◆ Data extracts
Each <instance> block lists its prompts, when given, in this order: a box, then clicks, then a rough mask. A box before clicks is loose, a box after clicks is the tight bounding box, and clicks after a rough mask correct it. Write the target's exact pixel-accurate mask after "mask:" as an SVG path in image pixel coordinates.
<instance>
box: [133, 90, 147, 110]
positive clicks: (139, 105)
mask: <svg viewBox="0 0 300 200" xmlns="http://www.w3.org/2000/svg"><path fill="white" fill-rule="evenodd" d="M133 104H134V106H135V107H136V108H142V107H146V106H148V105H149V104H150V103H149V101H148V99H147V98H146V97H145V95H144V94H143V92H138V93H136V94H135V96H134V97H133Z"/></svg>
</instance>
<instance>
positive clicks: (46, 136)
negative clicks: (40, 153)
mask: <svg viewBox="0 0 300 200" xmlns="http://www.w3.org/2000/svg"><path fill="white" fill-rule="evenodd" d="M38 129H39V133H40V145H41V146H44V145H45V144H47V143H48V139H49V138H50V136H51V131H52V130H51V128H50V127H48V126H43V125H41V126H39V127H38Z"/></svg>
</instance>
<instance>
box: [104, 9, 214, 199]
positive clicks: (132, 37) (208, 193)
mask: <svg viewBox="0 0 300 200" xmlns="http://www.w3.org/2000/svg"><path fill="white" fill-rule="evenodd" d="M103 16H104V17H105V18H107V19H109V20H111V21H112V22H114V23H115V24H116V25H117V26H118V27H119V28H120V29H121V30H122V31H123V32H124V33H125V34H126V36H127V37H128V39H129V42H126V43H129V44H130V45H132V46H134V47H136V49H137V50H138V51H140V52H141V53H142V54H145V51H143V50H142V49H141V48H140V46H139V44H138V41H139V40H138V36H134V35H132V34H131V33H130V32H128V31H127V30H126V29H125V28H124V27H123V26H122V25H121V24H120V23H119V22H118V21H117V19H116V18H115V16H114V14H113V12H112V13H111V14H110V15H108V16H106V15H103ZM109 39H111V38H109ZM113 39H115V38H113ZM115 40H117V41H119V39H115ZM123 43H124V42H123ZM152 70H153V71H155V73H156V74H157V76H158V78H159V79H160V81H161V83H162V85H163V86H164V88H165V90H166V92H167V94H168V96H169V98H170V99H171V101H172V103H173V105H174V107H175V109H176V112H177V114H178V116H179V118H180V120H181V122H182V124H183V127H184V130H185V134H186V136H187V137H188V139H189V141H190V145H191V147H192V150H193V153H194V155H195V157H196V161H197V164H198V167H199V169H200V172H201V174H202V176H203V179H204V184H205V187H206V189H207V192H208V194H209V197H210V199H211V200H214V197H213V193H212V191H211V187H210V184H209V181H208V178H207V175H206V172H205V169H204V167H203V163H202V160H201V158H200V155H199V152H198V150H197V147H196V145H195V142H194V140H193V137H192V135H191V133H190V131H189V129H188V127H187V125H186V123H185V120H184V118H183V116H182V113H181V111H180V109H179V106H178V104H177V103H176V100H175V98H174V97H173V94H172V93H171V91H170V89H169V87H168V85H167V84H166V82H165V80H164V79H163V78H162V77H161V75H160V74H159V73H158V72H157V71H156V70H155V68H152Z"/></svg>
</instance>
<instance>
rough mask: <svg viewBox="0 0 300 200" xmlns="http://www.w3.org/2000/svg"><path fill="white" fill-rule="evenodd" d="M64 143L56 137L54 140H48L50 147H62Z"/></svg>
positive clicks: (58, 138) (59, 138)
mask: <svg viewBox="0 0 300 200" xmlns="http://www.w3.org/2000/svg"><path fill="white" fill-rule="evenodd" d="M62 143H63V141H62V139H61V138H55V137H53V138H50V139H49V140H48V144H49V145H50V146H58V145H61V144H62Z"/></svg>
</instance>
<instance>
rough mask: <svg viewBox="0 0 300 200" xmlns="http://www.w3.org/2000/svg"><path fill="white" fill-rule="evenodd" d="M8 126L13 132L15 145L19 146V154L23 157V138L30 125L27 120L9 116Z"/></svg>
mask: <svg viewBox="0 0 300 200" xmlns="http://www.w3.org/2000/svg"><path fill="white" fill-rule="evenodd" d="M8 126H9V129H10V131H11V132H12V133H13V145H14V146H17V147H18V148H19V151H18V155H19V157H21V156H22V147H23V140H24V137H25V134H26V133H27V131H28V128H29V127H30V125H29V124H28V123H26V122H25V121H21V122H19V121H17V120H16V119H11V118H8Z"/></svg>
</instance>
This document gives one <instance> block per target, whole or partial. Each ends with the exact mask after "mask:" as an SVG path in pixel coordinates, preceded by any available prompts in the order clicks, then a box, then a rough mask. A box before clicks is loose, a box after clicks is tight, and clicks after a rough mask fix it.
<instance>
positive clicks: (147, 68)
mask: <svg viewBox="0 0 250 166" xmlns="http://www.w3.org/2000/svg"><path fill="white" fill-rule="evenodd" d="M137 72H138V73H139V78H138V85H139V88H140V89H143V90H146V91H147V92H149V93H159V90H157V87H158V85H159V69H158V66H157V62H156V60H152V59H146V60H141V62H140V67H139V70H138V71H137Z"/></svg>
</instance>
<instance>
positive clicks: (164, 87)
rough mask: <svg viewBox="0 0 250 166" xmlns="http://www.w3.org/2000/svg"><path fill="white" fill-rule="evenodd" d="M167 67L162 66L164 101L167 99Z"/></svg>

◆ Your instructions
Write out, unaltered, the lines from the opening of the listing through the line that includes "positive clicks: (46, 136)".

◆ Answer box
Each <instance> block lists its prompts, when given, in this order: a box, then clicks, then a rough mask. A box before clicks is loose, a box after clicks is the tight bounding box, and clicks after a rough mask correct it. Write the target's exact pixel-accurate mask after "mask:" as an SVG path in image pixel coordinates.
<instance>
box: [133, 90, 147, 110]
positive clicks: (139, 105)
mask: <svg viewBox="0 0 300 200" xmlns="http://www.w3.org/2000/svg"><path fill="white" fill-rule="evenodd" d="M133 104H134V106H135V107H136V108H142V107H146V106H148V105H149V104H150V103H149V101H148V99H147V98H146V97H145V95H144V94H143V92H138V93H136V94H135V96H134V97H133Z"/></svg>
</instance>
<instance>
positive clicks: (46, 136)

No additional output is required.